[Coordinate annotation listing]

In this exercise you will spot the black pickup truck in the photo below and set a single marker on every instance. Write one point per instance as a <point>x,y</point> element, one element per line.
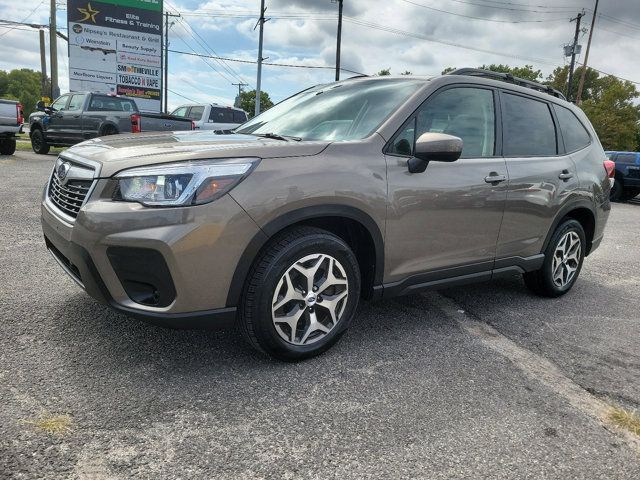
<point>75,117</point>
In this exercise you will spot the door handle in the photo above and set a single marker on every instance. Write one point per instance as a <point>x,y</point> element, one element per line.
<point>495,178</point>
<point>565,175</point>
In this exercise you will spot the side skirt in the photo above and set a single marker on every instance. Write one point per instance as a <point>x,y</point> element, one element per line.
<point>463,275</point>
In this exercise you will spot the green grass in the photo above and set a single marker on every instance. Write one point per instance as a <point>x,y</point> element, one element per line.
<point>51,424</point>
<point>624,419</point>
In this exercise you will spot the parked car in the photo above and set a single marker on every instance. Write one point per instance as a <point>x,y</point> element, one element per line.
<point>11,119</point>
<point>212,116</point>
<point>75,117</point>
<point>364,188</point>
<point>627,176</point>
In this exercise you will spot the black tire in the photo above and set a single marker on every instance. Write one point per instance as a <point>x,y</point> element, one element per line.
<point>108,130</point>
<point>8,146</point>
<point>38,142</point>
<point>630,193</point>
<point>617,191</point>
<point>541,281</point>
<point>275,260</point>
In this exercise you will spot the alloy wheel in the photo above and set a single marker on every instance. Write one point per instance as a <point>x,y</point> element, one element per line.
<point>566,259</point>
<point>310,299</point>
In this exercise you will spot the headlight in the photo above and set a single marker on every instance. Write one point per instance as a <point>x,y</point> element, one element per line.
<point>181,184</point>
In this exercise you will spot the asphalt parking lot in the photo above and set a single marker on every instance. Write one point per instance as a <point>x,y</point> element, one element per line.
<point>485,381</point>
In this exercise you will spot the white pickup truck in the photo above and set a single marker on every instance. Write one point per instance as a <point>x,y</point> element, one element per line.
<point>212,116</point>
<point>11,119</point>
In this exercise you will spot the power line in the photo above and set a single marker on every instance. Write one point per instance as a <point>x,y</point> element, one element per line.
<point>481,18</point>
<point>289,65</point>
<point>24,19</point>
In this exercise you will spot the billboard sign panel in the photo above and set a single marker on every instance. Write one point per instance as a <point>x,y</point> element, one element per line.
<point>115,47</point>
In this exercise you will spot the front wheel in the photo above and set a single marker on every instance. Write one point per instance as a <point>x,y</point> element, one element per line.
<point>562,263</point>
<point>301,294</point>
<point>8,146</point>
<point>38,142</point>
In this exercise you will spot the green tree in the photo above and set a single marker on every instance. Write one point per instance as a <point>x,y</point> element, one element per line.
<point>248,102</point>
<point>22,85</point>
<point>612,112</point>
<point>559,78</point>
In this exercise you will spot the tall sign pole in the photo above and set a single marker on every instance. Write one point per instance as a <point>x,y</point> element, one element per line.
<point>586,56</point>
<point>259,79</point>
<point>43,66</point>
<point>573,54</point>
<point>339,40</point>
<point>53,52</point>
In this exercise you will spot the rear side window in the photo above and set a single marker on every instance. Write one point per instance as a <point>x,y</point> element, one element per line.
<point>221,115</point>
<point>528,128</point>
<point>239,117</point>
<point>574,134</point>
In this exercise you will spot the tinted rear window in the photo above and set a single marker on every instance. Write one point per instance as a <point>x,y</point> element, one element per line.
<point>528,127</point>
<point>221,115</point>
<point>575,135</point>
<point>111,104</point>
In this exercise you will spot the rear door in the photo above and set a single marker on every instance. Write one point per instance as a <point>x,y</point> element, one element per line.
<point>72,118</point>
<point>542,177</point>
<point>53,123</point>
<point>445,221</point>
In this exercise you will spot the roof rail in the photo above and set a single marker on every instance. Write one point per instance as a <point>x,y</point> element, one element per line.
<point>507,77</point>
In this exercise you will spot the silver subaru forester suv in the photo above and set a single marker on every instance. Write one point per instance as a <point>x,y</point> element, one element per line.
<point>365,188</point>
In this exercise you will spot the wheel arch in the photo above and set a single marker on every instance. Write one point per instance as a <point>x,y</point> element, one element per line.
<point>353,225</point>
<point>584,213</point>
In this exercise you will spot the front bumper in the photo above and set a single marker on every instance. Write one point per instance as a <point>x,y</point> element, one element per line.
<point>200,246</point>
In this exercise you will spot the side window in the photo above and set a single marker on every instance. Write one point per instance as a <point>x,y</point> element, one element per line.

---

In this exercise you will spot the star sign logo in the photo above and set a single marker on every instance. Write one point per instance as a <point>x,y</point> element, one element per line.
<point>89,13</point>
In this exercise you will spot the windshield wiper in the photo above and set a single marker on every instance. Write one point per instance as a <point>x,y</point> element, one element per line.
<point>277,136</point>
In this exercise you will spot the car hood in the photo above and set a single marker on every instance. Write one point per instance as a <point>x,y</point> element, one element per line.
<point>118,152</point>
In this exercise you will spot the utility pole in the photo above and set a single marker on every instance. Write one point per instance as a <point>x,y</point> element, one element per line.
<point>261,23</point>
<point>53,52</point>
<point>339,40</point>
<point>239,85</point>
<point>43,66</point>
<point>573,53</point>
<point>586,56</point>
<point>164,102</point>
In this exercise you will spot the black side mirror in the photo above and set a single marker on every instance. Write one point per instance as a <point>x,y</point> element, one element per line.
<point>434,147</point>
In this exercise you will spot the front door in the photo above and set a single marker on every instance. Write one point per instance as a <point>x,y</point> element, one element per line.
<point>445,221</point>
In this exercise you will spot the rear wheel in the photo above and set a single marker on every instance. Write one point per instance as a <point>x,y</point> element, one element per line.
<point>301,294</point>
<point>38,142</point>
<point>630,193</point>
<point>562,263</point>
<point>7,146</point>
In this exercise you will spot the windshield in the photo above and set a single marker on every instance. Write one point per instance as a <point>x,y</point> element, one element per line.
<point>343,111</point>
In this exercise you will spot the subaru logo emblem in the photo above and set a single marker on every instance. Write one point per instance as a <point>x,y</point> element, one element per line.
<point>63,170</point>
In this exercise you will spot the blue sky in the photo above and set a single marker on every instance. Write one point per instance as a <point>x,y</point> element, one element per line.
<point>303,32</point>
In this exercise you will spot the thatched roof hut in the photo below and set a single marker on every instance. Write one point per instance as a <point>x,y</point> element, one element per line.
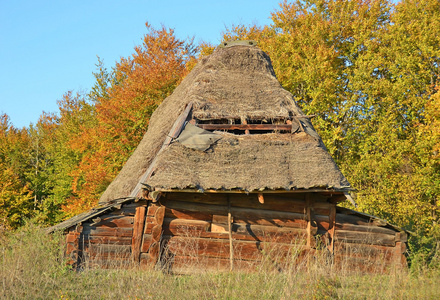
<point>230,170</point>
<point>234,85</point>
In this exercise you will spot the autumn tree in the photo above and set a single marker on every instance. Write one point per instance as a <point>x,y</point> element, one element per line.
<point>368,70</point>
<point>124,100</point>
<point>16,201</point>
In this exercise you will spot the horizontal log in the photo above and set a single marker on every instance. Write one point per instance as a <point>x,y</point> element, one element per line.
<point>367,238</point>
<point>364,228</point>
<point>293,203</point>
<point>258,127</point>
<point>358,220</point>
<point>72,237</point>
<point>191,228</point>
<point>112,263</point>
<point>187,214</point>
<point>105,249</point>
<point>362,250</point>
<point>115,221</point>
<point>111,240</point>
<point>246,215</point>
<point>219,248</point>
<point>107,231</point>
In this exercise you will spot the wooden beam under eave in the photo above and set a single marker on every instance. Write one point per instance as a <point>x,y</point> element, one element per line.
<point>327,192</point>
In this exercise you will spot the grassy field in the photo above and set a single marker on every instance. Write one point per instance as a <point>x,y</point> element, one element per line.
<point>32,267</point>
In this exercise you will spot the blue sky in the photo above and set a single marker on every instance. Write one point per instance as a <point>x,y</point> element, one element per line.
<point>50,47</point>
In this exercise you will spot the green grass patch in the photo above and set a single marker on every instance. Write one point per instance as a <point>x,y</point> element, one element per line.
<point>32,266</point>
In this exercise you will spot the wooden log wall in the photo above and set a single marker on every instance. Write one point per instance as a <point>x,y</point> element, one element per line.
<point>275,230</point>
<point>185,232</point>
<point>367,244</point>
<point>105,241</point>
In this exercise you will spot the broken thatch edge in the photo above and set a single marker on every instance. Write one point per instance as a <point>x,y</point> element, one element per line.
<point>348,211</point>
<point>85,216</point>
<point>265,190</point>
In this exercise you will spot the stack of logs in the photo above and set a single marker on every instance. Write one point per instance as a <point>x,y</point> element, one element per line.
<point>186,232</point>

...

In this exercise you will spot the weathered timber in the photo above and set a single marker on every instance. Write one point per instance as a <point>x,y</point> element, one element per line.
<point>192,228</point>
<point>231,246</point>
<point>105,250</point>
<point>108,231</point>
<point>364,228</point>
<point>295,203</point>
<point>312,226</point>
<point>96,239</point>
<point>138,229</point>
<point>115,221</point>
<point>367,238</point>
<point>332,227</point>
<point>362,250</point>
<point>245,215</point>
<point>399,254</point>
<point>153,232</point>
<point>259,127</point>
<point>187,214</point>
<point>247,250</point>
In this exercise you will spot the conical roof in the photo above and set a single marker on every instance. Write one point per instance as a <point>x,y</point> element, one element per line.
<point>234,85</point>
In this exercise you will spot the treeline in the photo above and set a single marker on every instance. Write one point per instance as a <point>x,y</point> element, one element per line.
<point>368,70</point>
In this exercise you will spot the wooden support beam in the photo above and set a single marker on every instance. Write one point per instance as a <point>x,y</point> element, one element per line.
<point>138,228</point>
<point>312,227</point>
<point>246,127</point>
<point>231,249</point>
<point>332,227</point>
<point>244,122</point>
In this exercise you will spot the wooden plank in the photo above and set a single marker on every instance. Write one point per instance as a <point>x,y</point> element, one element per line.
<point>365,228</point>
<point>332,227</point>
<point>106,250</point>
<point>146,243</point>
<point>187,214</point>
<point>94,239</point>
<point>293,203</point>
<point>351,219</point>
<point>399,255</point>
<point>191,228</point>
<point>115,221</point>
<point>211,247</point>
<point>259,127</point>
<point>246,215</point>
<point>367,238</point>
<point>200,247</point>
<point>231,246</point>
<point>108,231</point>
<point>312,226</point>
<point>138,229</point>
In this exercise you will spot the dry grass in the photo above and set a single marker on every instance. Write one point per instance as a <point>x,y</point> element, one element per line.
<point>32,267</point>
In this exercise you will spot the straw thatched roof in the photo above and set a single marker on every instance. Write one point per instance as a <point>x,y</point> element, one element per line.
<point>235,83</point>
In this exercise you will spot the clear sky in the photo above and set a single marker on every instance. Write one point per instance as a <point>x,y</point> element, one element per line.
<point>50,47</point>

* _Goal of the exercise_: List every line of the listing above that contains the string "logo", copying each line in full. Case counts.

* _Result of this exercise_:
In this exercise you will spot the star sign logo in the photo above and set a single marker on every instance. Write one point per instance as a <point>x,y</point> element, one element per line.
In this exercise you will spot the subaru logo emblem in the photo above and set a single marker on every instance. Write one point per instance as a <point>x,y</point> element, one element per line.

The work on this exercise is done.